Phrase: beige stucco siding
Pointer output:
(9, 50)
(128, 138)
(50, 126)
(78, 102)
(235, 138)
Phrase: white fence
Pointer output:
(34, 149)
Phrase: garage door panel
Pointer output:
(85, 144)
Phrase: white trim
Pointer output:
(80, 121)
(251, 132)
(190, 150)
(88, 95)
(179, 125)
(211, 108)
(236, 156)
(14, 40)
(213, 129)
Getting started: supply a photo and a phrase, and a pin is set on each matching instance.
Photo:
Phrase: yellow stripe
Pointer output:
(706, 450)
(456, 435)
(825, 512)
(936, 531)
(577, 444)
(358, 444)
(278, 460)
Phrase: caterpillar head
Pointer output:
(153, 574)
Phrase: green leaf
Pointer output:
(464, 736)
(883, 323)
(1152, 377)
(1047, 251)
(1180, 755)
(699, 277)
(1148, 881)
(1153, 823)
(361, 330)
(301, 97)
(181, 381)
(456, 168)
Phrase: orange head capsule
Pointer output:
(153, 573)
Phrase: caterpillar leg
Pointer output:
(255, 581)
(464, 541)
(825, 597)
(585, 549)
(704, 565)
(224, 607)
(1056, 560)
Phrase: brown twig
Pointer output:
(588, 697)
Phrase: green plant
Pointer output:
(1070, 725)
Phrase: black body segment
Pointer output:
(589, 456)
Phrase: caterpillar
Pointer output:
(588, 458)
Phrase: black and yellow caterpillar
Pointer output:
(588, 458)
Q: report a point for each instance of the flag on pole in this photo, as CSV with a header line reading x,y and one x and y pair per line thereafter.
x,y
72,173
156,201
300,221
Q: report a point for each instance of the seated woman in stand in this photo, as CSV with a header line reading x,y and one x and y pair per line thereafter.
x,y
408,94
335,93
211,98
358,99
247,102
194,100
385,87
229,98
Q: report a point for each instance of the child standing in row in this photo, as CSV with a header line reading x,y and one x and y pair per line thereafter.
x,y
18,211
-------
> [Problem description]
Look through the listing above and copy each line where the string "caterpillar" occurs.

> [Answer for this exercise]
Phrase: caterpillar head
Phrase: caterpillar leg
Phrase: caterpillar
Phrase: black and yellow caterpillar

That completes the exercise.